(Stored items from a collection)

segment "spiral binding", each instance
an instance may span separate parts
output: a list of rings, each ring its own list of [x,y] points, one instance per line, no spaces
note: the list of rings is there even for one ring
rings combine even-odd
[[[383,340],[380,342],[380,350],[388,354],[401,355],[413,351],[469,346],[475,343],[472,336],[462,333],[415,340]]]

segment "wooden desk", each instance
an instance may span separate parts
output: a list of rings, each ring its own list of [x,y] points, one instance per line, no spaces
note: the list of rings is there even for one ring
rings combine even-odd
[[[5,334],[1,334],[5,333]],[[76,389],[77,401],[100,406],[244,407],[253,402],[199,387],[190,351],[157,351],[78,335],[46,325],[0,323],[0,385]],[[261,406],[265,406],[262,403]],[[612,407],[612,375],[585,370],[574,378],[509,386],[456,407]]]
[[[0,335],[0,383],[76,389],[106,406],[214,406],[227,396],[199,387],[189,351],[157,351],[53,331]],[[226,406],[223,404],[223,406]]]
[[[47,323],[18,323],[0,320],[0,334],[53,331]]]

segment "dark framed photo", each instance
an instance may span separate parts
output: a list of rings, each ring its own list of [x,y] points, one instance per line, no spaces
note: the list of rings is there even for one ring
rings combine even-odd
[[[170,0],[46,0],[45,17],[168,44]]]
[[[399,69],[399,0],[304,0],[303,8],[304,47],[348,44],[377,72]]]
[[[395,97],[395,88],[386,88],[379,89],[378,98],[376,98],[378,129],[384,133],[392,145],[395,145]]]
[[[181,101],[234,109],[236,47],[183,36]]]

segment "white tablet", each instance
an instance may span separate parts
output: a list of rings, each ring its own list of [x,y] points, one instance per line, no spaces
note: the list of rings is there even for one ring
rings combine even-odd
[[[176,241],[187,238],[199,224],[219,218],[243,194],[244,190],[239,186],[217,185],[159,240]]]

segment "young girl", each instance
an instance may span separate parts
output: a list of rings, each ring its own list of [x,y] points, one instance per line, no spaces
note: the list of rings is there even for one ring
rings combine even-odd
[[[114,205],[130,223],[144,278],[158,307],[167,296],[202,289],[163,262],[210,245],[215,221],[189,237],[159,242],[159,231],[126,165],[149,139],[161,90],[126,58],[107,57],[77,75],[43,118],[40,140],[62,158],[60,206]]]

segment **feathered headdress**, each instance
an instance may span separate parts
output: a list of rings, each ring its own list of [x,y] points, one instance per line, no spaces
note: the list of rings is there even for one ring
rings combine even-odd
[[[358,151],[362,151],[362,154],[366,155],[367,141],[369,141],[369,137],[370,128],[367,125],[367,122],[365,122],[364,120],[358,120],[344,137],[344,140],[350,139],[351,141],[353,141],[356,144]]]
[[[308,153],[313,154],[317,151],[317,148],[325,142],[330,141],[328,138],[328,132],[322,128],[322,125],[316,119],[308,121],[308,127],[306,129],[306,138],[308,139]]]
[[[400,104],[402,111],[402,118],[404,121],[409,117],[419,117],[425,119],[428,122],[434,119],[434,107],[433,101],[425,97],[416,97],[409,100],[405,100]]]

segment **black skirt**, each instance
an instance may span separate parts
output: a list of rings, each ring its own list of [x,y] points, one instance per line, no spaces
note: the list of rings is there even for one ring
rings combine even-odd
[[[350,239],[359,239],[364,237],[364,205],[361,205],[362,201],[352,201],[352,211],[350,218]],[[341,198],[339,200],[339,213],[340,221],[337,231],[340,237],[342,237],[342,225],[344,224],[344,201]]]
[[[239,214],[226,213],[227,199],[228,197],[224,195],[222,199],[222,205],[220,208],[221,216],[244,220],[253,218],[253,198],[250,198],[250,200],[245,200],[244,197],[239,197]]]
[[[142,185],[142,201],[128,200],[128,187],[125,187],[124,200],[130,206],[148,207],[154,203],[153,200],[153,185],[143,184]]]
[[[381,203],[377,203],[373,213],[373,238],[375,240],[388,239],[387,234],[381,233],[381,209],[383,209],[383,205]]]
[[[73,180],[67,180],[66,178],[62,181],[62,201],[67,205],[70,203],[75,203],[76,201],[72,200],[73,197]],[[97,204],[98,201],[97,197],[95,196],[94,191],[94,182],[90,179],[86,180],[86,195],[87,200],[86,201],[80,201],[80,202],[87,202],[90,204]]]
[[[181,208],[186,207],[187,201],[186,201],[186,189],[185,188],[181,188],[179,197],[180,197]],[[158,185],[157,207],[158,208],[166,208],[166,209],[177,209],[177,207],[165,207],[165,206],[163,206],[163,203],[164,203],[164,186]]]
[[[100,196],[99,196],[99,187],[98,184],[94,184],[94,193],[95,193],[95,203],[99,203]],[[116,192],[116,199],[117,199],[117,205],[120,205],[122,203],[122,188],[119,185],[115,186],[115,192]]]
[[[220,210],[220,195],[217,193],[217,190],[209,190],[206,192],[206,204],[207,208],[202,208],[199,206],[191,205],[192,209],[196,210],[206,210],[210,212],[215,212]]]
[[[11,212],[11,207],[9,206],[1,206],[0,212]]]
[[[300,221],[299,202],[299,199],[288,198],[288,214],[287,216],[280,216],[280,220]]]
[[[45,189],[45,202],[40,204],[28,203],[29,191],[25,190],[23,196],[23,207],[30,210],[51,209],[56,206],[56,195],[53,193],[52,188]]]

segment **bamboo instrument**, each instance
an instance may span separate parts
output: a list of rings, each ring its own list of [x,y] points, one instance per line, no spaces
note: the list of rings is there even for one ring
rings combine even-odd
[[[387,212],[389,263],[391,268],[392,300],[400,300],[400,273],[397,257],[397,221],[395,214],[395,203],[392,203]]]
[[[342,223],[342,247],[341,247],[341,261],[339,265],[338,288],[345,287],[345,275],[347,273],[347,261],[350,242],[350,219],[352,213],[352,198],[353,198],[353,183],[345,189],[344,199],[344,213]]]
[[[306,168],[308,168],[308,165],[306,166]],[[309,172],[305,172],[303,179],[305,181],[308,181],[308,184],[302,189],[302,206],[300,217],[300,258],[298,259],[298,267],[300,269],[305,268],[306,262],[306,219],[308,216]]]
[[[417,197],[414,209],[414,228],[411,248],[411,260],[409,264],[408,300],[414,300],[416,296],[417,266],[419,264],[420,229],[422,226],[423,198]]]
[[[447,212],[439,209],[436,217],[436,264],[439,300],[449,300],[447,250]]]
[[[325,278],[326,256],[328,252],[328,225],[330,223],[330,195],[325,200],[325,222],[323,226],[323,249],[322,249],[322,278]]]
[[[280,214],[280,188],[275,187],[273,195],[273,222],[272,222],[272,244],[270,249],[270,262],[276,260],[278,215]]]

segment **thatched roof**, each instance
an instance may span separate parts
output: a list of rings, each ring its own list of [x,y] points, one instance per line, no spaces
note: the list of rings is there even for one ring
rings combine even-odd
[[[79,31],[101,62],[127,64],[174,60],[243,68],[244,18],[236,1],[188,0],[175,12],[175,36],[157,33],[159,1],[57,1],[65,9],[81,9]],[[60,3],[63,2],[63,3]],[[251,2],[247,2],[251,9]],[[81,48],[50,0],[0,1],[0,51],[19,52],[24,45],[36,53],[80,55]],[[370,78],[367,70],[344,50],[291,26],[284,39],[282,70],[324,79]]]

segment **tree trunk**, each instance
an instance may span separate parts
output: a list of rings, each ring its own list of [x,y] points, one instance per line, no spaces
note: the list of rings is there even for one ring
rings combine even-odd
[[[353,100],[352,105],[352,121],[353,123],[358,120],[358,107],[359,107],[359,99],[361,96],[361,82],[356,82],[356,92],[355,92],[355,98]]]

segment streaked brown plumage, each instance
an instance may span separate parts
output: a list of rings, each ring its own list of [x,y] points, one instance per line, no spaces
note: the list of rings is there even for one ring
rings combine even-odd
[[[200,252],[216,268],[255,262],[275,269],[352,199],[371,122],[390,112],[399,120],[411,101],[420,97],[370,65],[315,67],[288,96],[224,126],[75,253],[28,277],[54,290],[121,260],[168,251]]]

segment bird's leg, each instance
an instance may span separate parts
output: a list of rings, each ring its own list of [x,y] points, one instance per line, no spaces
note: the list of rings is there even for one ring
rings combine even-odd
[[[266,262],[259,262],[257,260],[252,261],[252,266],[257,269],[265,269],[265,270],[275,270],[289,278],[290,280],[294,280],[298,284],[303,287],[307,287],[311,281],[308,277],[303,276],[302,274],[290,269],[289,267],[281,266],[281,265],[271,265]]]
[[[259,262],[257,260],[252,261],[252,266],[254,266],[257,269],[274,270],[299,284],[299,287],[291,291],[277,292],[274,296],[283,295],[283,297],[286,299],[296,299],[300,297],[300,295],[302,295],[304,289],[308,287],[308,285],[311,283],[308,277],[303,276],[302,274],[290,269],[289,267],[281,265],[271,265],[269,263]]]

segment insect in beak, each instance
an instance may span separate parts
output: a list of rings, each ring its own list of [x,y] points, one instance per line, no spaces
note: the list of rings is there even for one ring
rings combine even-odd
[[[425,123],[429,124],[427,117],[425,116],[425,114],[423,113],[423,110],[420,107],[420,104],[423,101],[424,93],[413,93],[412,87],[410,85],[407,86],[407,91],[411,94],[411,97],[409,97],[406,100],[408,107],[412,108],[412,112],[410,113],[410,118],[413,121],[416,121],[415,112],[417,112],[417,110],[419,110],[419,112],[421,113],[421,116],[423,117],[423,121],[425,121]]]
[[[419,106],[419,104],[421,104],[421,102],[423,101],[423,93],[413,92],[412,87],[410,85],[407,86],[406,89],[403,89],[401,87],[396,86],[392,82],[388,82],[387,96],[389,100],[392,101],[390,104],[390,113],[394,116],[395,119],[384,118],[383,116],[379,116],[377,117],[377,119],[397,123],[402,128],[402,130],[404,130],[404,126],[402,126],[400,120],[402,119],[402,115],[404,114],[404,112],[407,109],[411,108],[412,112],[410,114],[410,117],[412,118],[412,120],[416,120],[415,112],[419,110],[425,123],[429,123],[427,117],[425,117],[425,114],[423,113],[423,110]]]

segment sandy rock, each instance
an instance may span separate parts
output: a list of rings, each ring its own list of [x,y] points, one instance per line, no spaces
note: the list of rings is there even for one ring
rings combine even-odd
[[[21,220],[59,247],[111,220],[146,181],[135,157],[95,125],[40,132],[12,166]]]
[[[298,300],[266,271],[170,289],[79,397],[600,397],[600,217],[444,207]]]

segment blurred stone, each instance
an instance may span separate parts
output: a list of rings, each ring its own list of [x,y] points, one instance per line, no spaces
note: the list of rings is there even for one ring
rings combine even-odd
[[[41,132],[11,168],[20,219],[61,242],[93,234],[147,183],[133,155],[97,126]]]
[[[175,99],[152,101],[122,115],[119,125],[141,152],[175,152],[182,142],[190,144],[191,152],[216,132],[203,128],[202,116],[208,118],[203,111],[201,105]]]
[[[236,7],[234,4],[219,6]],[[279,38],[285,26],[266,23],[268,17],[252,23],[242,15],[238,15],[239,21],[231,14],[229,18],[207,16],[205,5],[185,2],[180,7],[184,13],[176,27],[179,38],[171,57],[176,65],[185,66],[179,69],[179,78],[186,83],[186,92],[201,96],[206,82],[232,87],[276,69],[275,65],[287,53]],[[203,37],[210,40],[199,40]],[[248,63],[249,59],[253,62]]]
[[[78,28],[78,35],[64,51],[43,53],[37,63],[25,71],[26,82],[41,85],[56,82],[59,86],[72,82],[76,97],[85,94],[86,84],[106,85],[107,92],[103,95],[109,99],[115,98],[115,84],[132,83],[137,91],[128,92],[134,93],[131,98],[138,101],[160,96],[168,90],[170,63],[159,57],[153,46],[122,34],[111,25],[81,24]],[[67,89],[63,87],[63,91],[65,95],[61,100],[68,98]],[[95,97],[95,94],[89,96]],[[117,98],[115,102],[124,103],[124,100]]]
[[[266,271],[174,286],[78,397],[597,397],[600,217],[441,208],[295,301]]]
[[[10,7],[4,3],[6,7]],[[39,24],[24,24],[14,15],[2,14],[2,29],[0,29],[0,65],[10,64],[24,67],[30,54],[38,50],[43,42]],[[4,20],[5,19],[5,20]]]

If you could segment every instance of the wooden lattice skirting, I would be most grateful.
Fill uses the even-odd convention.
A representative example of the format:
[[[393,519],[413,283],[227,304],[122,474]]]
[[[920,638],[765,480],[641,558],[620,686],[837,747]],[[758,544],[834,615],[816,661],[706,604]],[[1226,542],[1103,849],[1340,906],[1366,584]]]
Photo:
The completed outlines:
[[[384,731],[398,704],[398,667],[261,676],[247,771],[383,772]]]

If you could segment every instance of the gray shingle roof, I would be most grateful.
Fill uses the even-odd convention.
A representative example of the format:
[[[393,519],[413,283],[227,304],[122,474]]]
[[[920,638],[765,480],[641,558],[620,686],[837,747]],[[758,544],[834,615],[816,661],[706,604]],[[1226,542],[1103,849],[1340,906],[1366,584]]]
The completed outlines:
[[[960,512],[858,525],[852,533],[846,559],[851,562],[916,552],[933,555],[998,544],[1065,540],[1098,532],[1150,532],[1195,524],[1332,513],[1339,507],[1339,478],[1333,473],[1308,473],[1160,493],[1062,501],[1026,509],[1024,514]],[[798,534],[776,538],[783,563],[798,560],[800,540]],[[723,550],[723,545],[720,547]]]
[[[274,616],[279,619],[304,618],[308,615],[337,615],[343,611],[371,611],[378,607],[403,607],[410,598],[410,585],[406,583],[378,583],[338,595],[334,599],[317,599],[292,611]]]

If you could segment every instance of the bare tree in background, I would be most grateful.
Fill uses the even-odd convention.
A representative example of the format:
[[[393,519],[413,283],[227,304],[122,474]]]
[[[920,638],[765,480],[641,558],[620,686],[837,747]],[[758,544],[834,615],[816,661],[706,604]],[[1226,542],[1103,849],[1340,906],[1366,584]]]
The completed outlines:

- ACTIVITY -
If a line in the records above has the word "grateful", copy it out.

- YOUR SOLUTION -
If you could segment every instance of the wooden lattice skirting, I would be most grateful.
If you could segment every instance of the gray shingle roof, I would be most grateful.
If you could segment every instance of the bare tree in background, I would be most grateful.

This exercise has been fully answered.